TASK REQUIREMENTS:
(1) List the kinds of page in the sample set that the note about the article size report describes, with any article it names for each.
(2) Continue the note about the article size report, picking up after its last sentence.

PASSAGE SHOWN:
- - -

The list of articles was decided here
phabricator.wikimedia.org/T120504
There's a page for a few categories, a very short article (Campus
honeymoon), a long one (Barack Obama).
As I mentioned in the task it is trivial to run the report with a different
sample set and I'm happy to if somebody has the interest to visualize a
different set of articles.
Adam for example in the task posted different sets of articles based on
other criteria like page views (
https://phabricator.wikimedia.org/T120504#1900287), it'd be interesting to
run those and see if the trends on navbox and reference sizes hold up.
We're also thinking about running a similar report across a bigger dataset
in a more aggregated way, maybe the top 100.000 articles on pageviews with
the sizes weighted with the pageviews number to get a more global
understanding, but we haven't gotten around to it yet (it would be a new
more global, less per-page one).

- - -

PROVIDED INFORMATION:
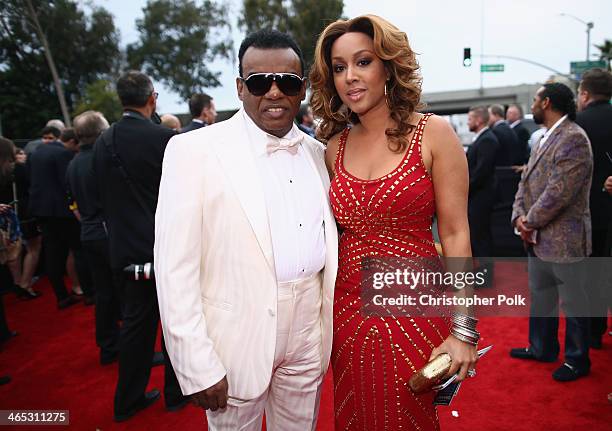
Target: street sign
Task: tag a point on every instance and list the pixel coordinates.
(491, 67)
(579, 67)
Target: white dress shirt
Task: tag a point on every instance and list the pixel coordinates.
(552, 129)
(477, 135)
(294, 205)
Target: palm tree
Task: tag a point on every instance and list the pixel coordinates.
(605, 51)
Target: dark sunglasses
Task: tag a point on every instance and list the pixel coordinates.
(260, 83)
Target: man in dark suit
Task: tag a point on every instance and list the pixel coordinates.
(509, 151)
(514, 117)
(202, 108)
(88, 126)
(127, 165)
(551, 212)
(49, 204)
(595, 118)
(482, 155)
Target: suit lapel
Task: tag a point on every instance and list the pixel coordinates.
(238, 161)
(542, 148)
(331, 235)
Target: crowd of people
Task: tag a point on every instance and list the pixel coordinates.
(245, 237)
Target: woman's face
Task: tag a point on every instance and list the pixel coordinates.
(359, 74)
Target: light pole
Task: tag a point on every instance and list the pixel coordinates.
(589, 25)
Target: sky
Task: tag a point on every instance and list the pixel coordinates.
(438, 30)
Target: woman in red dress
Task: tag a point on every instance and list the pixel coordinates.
(386, 170)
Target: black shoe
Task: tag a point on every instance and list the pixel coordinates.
(177, 406)
(158, 359)
(527, 353)
(148, 399)
(66, 302)
(568, 373)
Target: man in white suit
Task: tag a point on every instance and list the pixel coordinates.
(246, 252)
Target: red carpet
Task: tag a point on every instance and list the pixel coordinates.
(54, 365)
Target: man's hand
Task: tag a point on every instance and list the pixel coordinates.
(526, 232)
(212, 398)
(608, 185)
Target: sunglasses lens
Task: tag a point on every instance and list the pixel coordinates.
(259, 85)
(289, 84)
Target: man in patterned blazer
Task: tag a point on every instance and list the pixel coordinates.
(551, 212)
(246, 252)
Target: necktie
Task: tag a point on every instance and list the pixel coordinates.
(291, 145)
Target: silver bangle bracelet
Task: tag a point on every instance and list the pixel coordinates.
(464, 320)
(466, 332)
(465, 339)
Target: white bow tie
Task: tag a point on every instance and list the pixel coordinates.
(291, 145)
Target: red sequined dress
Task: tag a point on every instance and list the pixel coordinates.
(374, 357)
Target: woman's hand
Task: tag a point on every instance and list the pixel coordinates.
(463, 355)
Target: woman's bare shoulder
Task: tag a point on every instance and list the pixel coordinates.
(331, 152)
(439, 131)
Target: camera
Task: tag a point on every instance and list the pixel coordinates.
(138, 272)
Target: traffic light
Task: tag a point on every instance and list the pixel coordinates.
(467, 57)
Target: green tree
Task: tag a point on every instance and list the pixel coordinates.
(100, 96)
(85, 48)
(303, 19)
(179, 39)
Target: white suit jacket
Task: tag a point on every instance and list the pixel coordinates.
(214, 263)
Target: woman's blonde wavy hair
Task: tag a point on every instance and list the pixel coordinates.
(403, 87)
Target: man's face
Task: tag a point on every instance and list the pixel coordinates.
(513, 114)
(210, 113)
(274, 111)
(474, 121)
(48, 137)
(308, 119)
(492, 118)
(538, 106)
(583, 97)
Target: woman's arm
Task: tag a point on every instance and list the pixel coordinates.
(449, 171)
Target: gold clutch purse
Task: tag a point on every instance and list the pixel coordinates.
(431, 374)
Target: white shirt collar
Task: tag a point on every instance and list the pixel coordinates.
(259, 138)
(484, 129)
(552, 129)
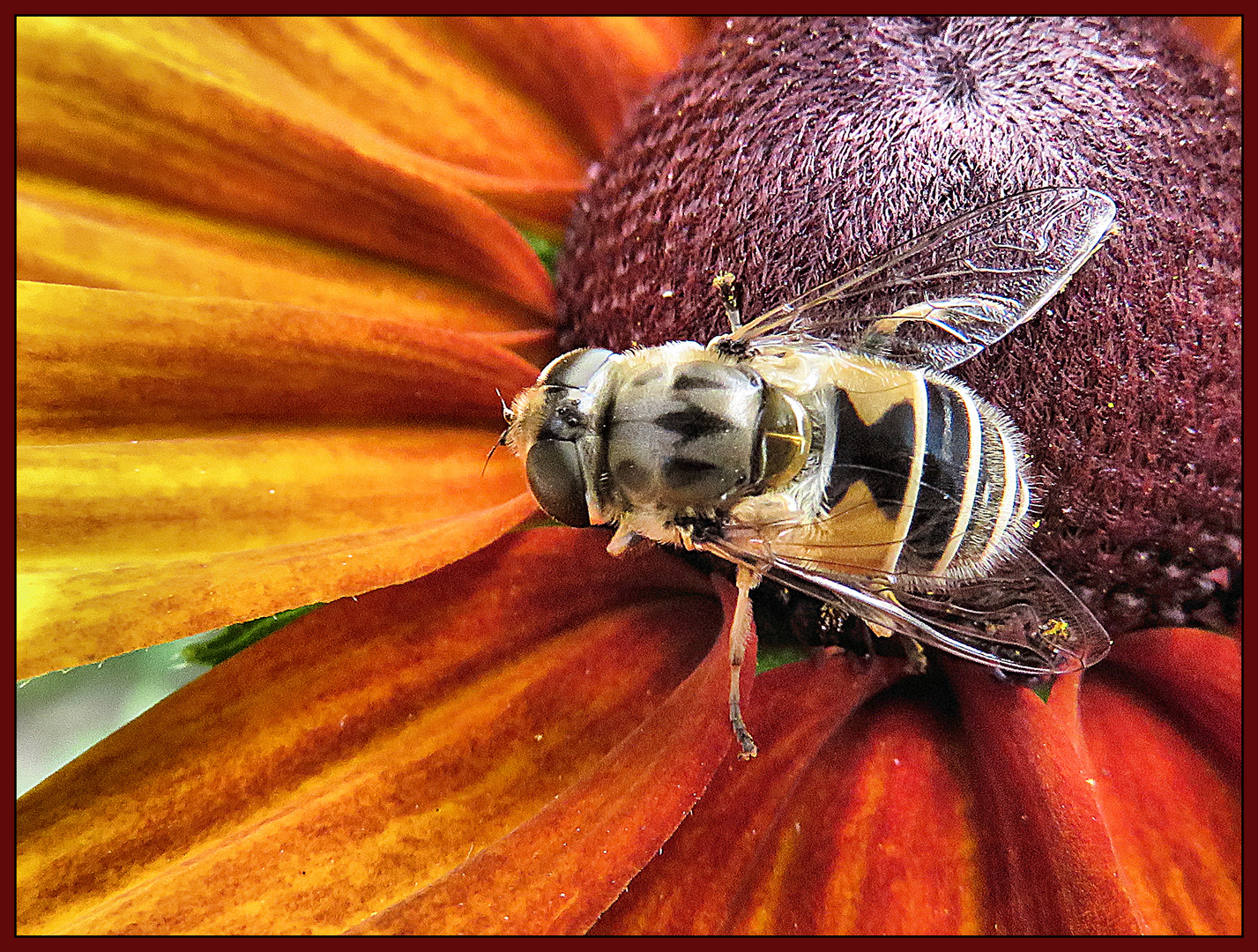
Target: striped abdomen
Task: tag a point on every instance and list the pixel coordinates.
(921, 477)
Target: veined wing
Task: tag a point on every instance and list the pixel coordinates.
(1021, 621)
(942, 297)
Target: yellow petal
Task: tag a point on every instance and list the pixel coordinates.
(74, 235)
(129, 545)
(180, 111)
(348, 761)
(99, 365)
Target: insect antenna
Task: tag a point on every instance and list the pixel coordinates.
(502, 439)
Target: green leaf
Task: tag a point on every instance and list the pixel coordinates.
(234, 639)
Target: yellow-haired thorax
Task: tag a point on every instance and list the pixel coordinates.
(525, 419)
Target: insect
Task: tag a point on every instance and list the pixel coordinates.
(822, 447)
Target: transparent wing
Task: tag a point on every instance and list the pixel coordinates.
(1019, 621)
(942, 297)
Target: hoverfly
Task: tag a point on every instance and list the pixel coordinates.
(822, 447)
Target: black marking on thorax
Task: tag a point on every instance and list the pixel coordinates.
(692, 423)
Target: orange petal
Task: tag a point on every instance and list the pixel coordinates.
(124, 545)
(1220, 34)
(1046, 853)
(740, 861)
(179, 109)
(562, 869)
(588, 71)
(74, 235)
(356, 757)
(412, 82)
(103, 364)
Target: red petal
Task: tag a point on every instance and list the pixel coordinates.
(741, 861)
(1049, 863)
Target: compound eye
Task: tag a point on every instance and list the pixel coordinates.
(574, 368)
(554, 469)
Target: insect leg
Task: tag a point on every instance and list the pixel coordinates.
(740, 631)
(724, 285)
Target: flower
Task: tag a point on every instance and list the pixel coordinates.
(244, 388)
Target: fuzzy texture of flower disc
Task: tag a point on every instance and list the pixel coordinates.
(789, 150)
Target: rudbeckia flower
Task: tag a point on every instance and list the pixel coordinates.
(271, 277)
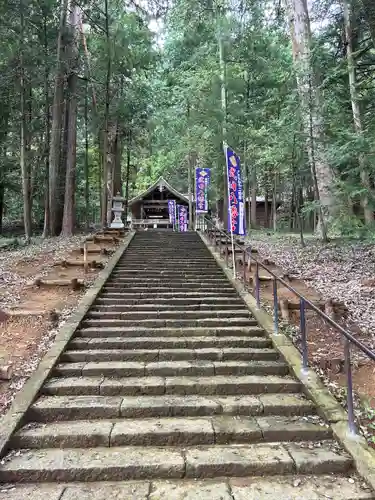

- - -

RESPONSES TO THE EXERCISE:
(1)
- A page for a few categories
- A very short article (Campus honeymoon)
- A long article (Barack Obama)

(2)
On Jan 20, 2016 6:53 PM, "Federico Leva (Nemo)" <nemowiki(a)gmail.com>
wrote:
Joaquin Oltra Hernandez, 20/01/2016 16:55:
We've added Mediawiki parser content analysis
to the content analysis
report that the Reading web team performed last quarter.
Thanks. It would be useful to understand what your dataset is: I see 9
page titles, presumably fetched from the English Wikipedia. Is this your
dataset? How did you ensure it's representative of what users see?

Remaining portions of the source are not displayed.